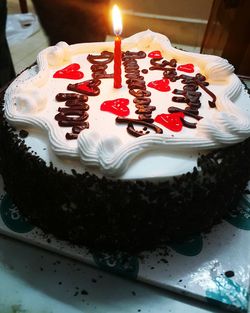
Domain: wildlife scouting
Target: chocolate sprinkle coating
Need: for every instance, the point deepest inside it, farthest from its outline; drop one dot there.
(122, 215)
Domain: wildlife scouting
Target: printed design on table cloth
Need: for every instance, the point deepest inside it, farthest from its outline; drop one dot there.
(118, 263)
(12, 217)
(225, 291)
(189, 247)
(241, 219)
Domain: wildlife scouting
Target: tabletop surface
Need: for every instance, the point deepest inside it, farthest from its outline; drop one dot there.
(38, 281)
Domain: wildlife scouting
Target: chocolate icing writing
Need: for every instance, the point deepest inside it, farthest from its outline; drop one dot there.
(136, 133)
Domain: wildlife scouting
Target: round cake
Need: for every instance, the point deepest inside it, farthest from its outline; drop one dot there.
(132, 168)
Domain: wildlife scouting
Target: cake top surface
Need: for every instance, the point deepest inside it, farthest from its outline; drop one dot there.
(171, 106)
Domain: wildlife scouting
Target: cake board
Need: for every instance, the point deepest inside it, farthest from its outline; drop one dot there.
(211, 267)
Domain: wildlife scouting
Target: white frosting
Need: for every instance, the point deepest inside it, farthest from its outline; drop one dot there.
(106, 148)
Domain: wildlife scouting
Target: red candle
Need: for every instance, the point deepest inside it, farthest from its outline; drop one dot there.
(117, 26)
(117, 63)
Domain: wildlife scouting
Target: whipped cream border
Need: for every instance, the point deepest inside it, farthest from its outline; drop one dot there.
(228, 126)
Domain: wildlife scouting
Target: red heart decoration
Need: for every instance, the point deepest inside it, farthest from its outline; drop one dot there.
(188, 68)
(155, 54)
(69, 72)
(161, 85)
(171, 121)
(88, 87)
(117, 106)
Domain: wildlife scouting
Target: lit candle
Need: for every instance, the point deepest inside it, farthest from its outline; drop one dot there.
(117, 26)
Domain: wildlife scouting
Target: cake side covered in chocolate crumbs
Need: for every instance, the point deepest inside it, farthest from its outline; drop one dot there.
(122, 215)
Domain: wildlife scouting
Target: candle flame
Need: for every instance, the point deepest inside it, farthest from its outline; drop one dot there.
(117, 20)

WHAT YOU ARE ASKED TO DO: Your copy should match the records word for word, with the pictures removed.

FINISHED ANSWER:
Domain: wildlife scouting
Target: chocolate sprinkle coating
Need: for every instance, the point deepest inside it, farthest from its outline; drop one dot there.
(122, 215)
Domain: wildlife scouting
Target: printed design on table cloth
Need: for every instance, the point deepest inside it, farthest from its outline; drop one dot there.
(118, 263)
(12, 217)
(225, 291)
(189, 247)
(241, 219)
Domain: wildlife scouting
Target: tabletop surface
Need: for every instance, the point deepest inside it, farthest from its outline; drop one dot there.
(38, 281)
Domain: wildlife scouting
Target: chocolate icing writing
Need: for every instance, the point deepest inside it, farthest from its outline; drop one dot there.
(136, 133)
Domain: wildlife scouting
Target: round cake
Need: for every instance, the point deepest inside it, farthest from its outline; drop one dot there.
(132, 168)
Domain: wildlife scouting
Target: cake top surface
Need: for every instance, the point deepest inside it, farthest from its outline; drop one dot there.
(171, 106)
Domain: wildlife scouting
Target: cake board
Need: for every instance, the point deepest inside it, farthest from its outline; drop one dot there.
(211, 267)
Domain: wildlife scouting
Target: white frosting
Need: for every instance, the point deepest inside it, farthest from its outline; drop one dot there.
(106, 148)
Domain: wildlife scouting
Target: red candle
Need: for every instance, the point deepest inside it, farthest from its outline; drop one dot there.
(117, 26)
(117, 63)
Domain: wildlife scouting
Target: whipped cream border
Need: for every instance, the point deepest inside it, farthest from its outline; drop one dot there.
(228, 126)
Domain: wildlife scouting
Target: red heart decoration
Need: for every instance, the point deepest inside it, farthest from its outline; drop one dot there.
(188, 68)
(155, 54)
(69, 72)
(161, 85)
(171, 121)
(88, 87)
(117, 106)
Domain: wildlife scouting
Target: lit candle
Need: for every instance, the point deepest inside it, farthest from its outline; drop one dot there.
(117, 26)
Domain: wildlife scouting
Target: cake side covered in chocolate crumbs
Need: for every instance, the point deepest inside it, farthest from its outline; drop one dot there.
(122, 215)
Domain: wildlife scouting
Target: candle flame
Need: for every instance, the point deepest inside it, farthest from its outline; drop one dot there.
(117, 20)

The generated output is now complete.